EXERCISE: A word-for-word restatement of the data is what is needed.

DATA PROVIDED:
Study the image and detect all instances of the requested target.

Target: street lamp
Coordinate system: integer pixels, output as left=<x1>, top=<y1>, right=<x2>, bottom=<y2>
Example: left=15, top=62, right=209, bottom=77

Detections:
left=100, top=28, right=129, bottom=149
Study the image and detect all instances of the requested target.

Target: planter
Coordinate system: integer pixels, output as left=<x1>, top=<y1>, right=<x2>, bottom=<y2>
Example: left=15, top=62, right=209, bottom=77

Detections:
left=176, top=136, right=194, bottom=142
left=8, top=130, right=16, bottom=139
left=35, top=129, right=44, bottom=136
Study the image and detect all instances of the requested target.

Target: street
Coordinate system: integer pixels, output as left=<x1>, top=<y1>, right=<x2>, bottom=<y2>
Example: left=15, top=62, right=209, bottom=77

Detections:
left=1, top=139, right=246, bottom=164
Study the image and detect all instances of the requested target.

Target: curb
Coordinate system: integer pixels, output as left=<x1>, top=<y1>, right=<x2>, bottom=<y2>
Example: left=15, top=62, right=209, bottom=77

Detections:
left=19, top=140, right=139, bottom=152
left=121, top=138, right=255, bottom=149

EXERCISE OUTPUT:
Study the image and detect all instances of the requested target.

Target: street lamp
Coordinate system: integer pixels, output as left=<x1>, top=<y1>, right=<x2>, bottom=<y2>
Example: left=15, top=62, right=209, bottom=77

Detections:
left=100, top=28, right=129, bottom=149
Study the image and detect all instances of the requested target.

Target: planter
Coordinate system: integer pixels, output as left=<x1>, top=<y1>, right=<x2>, bottom=<y2>
Example: left=15, top=62, right=209, bottom=77

Detections:
left=176, top=136, right=194, bottom=142
left=8, top=130, right=16, bottom=139
left=35, top=129, right=44, bottom=136
Study the image and detect all instances of the requested target.

Target: street
Coordinate system: integer pixels, output as left=<x1>, top=<y1>, right=<x2>, bottom=<y2>
Example: left=15, top=62, right=209, bottom=77

Detections:
left=1, top=139, right=246, bottom=164
Study the image and detect all instances of the requested target.

Target: curb
Coordinate system: integer pixels, output as left=<x1>, top=<y1>, right=<x2>, bottom=<y2>
Example: left=15, top=62, right=209, bottom=77

Detections:
left=19, top=140, right=139, bottom=152
left=121, top=138, right=255, bottom=149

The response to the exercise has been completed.